=== What is needed ===
Return the lines below exactly, starting with the line that contains "Species-survey task: indicate the rescuer" and stopping after the last line.

=== Material shown ===

***

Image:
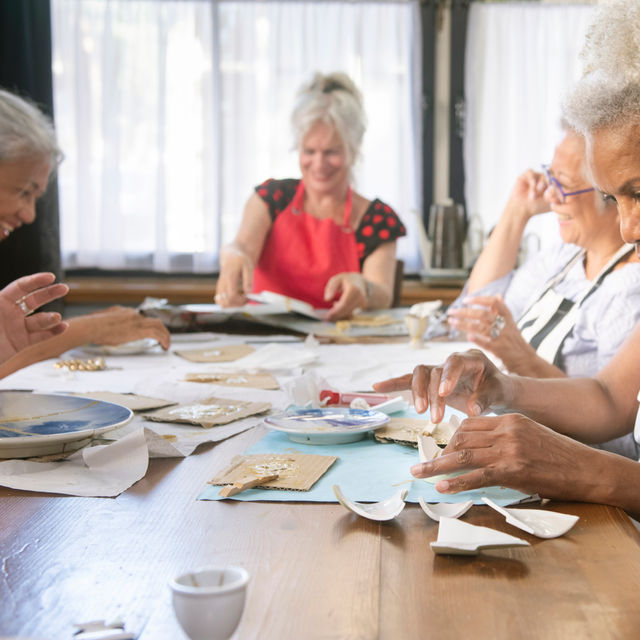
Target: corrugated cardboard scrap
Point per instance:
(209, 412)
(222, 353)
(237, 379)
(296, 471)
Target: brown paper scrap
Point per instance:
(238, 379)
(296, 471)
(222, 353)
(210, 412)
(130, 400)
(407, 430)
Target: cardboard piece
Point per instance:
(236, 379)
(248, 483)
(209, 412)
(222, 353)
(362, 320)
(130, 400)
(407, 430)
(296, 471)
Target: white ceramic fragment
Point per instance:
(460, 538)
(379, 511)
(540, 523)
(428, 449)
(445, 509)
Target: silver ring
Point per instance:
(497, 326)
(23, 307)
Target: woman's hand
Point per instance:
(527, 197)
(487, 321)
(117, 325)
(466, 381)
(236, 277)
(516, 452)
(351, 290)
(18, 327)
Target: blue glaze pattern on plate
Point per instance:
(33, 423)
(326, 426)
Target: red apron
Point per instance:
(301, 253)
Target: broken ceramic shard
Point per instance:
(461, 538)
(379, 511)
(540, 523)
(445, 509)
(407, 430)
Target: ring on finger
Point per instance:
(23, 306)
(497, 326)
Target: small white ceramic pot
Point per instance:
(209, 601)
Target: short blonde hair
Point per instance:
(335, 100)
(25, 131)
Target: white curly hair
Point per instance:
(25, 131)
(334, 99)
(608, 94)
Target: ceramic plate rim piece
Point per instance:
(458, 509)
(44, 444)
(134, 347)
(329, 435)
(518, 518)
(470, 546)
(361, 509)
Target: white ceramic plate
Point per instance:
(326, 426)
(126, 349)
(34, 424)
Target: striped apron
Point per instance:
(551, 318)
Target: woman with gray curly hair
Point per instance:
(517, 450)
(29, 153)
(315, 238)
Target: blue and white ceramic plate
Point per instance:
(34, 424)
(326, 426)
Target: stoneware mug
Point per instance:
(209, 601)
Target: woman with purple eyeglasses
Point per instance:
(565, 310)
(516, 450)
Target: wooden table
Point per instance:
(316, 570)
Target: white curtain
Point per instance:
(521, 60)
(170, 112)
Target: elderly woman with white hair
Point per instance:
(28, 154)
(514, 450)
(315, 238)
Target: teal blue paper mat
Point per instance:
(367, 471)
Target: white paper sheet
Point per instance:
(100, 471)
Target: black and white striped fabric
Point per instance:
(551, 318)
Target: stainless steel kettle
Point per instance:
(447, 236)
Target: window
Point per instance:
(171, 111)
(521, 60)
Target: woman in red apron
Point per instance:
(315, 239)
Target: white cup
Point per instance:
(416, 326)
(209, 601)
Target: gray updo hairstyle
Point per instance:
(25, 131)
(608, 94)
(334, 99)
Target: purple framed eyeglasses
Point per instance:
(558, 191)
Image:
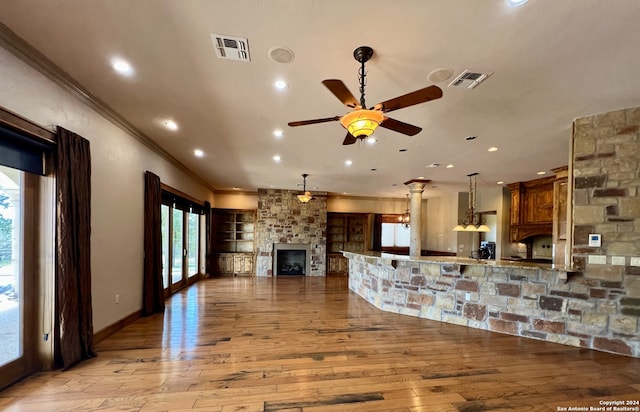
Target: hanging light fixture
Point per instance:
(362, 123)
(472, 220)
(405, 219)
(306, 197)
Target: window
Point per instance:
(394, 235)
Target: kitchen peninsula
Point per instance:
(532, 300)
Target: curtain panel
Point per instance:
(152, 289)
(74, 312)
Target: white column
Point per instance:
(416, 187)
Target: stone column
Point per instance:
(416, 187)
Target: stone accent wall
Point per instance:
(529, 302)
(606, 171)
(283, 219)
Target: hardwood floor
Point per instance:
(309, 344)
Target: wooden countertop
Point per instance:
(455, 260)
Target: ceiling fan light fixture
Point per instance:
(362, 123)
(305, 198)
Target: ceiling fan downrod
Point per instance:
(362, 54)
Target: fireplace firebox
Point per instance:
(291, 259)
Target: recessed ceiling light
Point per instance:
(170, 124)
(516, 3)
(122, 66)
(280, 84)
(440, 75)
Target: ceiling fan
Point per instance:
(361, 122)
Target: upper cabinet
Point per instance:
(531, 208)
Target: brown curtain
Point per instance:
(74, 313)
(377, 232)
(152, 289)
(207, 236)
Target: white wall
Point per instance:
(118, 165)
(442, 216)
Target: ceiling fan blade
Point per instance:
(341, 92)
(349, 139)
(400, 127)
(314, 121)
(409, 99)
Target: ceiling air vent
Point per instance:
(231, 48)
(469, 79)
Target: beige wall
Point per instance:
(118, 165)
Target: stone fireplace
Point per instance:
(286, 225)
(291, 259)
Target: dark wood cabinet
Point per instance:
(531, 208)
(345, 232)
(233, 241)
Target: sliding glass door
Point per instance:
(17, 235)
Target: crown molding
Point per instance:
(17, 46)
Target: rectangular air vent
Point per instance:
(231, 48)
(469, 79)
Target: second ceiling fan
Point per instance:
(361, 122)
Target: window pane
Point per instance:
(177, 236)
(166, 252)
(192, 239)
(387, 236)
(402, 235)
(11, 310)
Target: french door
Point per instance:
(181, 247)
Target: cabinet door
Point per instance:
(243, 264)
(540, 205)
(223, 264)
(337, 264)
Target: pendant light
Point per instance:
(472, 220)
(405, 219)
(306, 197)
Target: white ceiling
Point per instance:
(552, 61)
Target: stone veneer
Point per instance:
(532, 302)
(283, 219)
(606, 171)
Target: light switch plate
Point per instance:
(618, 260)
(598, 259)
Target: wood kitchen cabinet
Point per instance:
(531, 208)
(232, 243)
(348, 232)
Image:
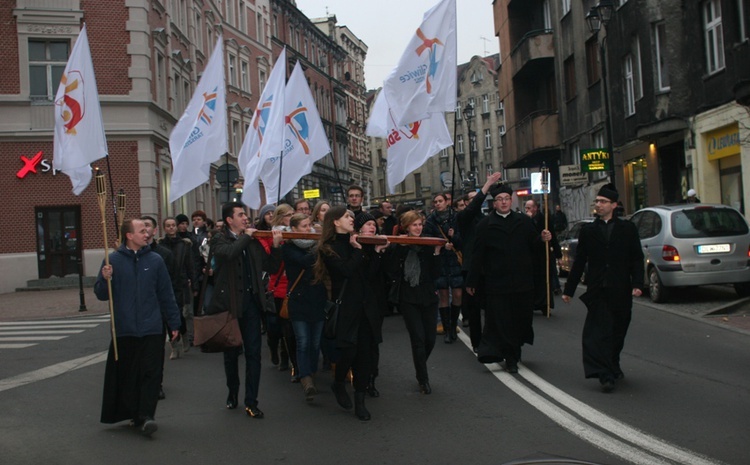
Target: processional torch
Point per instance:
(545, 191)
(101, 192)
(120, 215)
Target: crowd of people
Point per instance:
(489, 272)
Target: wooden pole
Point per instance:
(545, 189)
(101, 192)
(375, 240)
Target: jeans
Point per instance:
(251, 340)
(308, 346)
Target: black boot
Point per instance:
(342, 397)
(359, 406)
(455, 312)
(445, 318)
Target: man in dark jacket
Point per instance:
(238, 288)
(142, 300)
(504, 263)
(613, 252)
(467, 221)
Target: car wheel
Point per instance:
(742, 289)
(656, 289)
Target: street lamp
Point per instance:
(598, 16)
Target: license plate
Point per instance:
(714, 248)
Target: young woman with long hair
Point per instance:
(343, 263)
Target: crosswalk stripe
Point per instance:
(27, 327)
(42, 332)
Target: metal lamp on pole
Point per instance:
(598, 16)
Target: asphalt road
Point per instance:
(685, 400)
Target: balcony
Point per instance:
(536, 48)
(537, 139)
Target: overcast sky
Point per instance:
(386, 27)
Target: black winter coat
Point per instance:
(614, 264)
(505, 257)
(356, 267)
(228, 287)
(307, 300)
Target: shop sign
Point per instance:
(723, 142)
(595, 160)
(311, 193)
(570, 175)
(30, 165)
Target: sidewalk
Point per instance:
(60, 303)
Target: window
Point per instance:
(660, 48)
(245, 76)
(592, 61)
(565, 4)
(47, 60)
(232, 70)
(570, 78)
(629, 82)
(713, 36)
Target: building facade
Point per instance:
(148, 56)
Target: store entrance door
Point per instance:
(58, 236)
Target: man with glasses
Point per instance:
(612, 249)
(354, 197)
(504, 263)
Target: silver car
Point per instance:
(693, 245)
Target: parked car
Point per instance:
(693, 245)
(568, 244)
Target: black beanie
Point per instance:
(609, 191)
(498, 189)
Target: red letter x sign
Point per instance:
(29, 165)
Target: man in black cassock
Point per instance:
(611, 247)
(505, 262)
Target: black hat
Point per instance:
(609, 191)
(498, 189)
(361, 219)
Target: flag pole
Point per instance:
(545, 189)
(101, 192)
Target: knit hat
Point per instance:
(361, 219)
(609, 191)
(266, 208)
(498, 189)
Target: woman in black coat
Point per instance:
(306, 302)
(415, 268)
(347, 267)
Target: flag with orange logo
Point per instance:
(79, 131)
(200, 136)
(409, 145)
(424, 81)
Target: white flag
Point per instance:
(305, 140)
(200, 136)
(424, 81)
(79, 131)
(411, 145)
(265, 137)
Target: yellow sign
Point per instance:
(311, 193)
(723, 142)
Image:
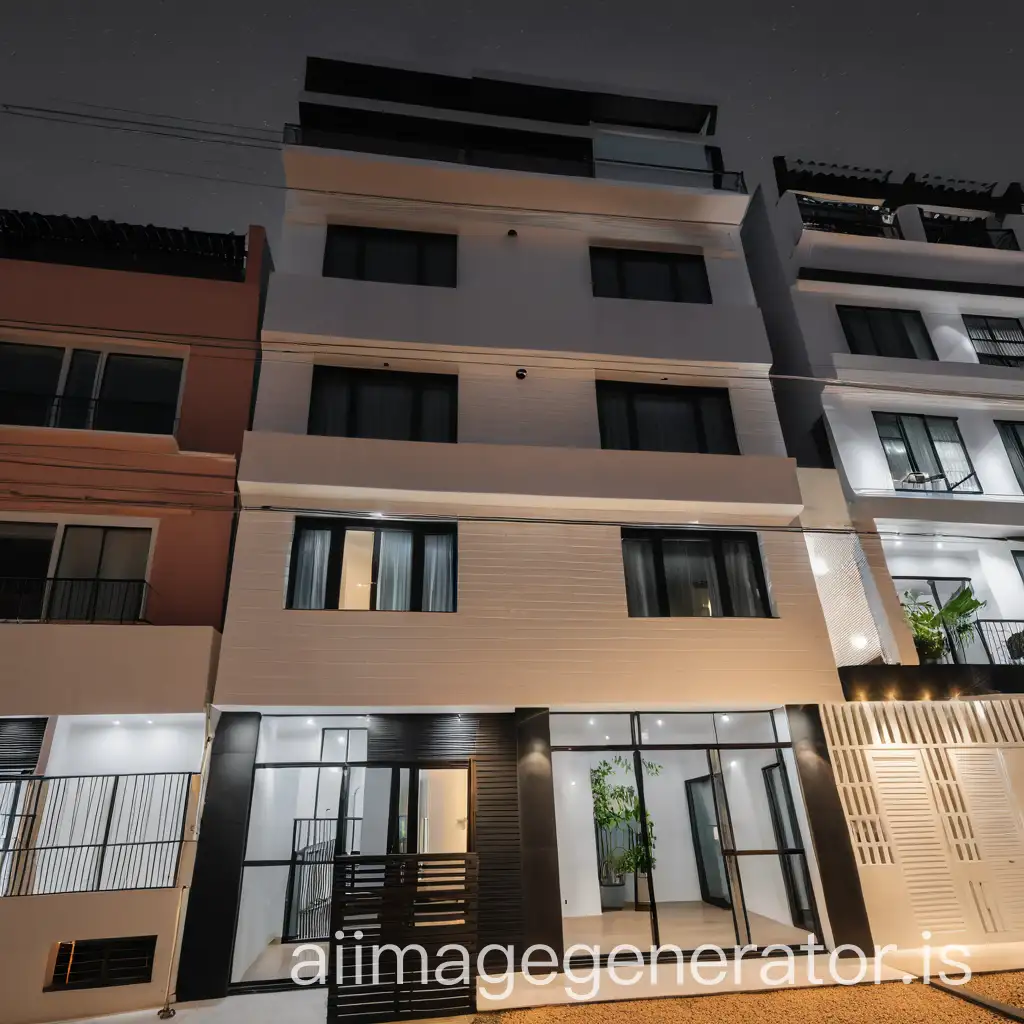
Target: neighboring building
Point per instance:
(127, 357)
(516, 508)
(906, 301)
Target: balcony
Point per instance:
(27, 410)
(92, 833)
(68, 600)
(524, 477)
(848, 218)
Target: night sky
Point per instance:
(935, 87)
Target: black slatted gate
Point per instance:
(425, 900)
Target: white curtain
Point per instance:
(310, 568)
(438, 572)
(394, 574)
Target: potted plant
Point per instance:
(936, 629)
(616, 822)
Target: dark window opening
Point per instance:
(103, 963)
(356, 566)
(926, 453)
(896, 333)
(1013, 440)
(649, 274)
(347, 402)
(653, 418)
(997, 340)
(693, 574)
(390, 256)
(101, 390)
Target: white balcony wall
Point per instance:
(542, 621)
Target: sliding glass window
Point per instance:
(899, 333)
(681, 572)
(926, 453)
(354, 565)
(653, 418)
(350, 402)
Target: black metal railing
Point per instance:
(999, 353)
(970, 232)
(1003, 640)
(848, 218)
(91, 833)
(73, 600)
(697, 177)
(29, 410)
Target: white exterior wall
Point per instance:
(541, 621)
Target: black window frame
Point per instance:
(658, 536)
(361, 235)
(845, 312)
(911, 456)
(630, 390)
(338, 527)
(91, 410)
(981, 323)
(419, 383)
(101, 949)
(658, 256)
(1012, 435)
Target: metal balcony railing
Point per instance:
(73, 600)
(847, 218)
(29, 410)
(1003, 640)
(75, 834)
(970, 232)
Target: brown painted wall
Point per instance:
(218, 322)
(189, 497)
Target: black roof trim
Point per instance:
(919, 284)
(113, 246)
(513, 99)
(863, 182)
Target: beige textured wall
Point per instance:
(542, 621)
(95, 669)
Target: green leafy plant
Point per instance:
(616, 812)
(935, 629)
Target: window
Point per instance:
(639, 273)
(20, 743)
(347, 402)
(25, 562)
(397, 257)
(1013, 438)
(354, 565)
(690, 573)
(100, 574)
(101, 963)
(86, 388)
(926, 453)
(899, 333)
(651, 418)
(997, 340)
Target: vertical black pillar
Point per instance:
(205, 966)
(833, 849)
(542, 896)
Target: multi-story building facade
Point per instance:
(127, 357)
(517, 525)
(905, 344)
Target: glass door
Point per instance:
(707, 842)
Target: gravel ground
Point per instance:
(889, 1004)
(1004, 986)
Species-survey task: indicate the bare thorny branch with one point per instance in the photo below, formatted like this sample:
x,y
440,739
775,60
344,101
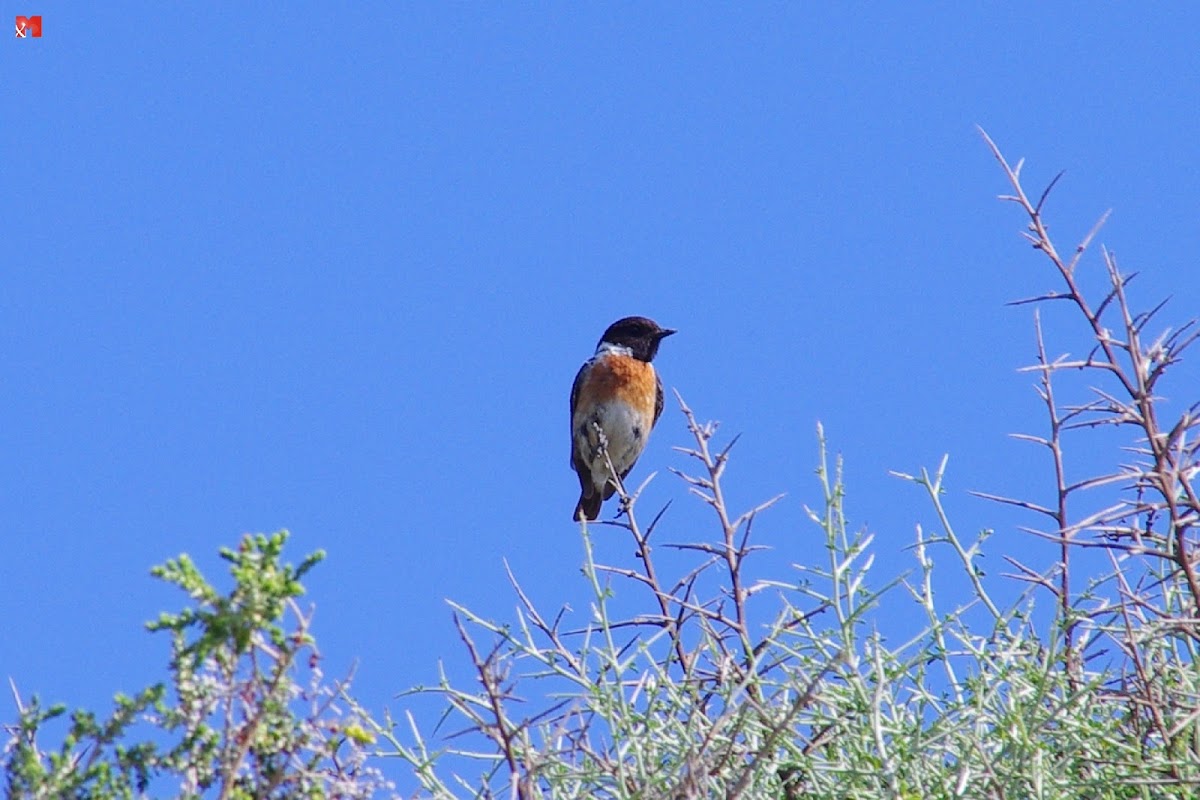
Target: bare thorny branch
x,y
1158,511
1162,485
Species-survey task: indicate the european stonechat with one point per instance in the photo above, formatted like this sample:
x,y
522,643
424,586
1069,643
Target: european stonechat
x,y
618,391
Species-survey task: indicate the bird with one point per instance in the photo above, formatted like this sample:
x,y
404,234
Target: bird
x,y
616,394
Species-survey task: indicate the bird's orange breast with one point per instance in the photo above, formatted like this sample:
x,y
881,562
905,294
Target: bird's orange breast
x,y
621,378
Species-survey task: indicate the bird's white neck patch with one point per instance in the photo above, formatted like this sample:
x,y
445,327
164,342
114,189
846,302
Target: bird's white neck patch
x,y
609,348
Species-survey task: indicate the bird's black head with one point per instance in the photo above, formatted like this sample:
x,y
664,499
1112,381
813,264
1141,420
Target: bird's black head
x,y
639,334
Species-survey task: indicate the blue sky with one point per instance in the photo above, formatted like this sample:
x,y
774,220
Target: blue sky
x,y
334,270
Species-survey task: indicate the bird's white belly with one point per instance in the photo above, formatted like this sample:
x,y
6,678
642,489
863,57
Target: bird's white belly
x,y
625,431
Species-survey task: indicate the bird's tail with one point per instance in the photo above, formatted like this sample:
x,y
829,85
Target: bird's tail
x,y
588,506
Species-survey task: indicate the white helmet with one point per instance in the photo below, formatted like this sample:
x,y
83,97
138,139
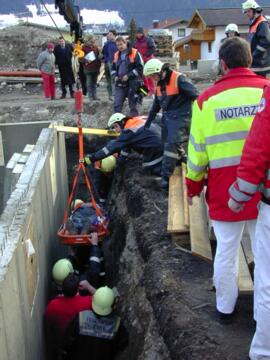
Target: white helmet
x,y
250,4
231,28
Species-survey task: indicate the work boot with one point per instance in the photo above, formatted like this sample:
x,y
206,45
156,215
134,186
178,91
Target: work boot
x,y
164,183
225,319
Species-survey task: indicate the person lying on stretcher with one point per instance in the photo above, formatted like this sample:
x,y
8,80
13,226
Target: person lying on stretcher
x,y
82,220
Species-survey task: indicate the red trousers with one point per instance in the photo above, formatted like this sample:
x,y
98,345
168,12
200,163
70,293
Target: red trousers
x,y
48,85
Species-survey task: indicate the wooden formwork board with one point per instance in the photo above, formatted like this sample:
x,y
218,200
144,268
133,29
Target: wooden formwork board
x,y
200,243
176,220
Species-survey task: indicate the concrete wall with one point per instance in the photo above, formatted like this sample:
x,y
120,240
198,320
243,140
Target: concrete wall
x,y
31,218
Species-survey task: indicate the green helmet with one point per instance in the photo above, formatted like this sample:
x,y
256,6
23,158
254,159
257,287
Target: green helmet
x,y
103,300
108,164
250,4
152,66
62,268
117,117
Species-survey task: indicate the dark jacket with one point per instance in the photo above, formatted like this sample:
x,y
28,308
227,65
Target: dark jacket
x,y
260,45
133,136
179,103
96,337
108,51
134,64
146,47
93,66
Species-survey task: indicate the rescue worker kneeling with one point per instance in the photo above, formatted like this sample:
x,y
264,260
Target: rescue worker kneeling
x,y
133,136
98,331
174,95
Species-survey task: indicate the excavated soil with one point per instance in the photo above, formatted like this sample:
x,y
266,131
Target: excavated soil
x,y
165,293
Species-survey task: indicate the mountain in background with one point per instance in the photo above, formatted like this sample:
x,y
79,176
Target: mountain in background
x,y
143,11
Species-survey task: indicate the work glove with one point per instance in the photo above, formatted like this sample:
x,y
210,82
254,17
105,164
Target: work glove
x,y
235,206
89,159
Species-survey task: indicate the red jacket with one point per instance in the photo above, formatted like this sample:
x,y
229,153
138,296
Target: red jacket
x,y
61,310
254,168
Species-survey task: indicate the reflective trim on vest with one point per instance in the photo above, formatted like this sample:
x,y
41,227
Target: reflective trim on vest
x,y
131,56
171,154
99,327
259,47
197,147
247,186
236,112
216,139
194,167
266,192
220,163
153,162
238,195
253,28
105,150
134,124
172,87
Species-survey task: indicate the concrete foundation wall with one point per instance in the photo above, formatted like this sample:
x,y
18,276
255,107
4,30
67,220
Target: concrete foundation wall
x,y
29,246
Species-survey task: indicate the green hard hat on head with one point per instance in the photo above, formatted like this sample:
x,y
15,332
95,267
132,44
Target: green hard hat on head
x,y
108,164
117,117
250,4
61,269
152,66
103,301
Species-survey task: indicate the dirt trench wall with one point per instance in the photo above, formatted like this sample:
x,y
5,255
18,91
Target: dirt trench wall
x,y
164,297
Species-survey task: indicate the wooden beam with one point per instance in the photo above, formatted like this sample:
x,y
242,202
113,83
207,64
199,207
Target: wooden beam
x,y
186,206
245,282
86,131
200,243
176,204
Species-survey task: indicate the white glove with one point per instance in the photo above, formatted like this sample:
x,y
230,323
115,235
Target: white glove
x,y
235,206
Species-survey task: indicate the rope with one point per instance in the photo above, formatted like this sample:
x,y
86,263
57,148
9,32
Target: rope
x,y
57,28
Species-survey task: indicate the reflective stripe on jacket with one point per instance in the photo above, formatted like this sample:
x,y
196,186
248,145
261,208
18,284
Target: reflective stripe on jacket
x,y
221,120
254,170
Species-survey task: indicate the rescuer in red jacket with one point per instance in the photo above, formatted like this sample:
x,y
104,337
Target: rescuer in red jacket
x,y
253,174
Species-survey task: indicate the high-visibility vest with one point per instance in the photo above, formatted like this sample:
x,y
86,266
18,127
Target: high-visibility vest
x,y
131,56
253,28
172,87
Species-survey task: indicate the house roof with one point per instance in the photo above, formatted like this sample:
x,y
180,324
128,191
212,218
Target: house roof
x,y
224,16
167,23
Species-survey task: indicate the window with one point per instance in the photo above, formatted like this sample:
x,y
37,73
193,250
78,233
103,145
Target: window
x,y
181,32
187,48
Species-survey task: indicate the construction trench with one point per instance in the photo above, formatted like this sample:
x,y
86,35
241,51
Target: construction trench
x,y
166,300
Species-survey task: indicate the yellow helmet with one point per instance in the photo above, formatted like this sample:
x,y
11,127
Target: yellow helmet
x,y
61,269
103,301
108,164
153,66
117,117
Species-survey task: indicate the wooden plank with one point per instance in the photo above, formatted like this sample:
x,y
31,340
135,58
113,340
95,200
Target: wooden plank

***

=== Reply ===
Species-survey task: indicate the rescuer in red jacket with one point per instance in the photo above, formatted like this sample:
x,y
104,337
Target: rescuer in red jacket
x,y
253,174
Species-survey task: indicate the high-visibility vest with one point per instance in the photo above, formatted like this sample:
x,y
86,266
18,127
Target: high-visibility vest
x,y
131,56
253,28
172,87
Species-survey task: indicate the house roof with one point per instance in the photo above, formatted like this sample:
x,y
180,324
128,191
212,218
Target: house roof
x,y
224,16
167,23
Species-survey task: indicate the window with one point per instance in the photo above, formatted like this sample:
x,y
37,73
193,250
78,233
103,145
Target: window
x,y
181,32
187,48
Species-survey task: indicate the construction trench with one point per instance in the photo above, formatted like this sample:
x,y
86,35
241,51
Target: construction trench
x,y
166,300
Species-survey task: indicate the yellow helmet with one point per instance in the photo above, formatted like this sample:
x,y
11,127
Target: yellow helmet
x,y
61,269
103,301
108,164
153,66
117,117
Species-survey task: indicate the wooden plank with one point per instance in the photo above, formatted like this sample:
x,y
31,340
135,58
113,340
95,200
Target: wooden plank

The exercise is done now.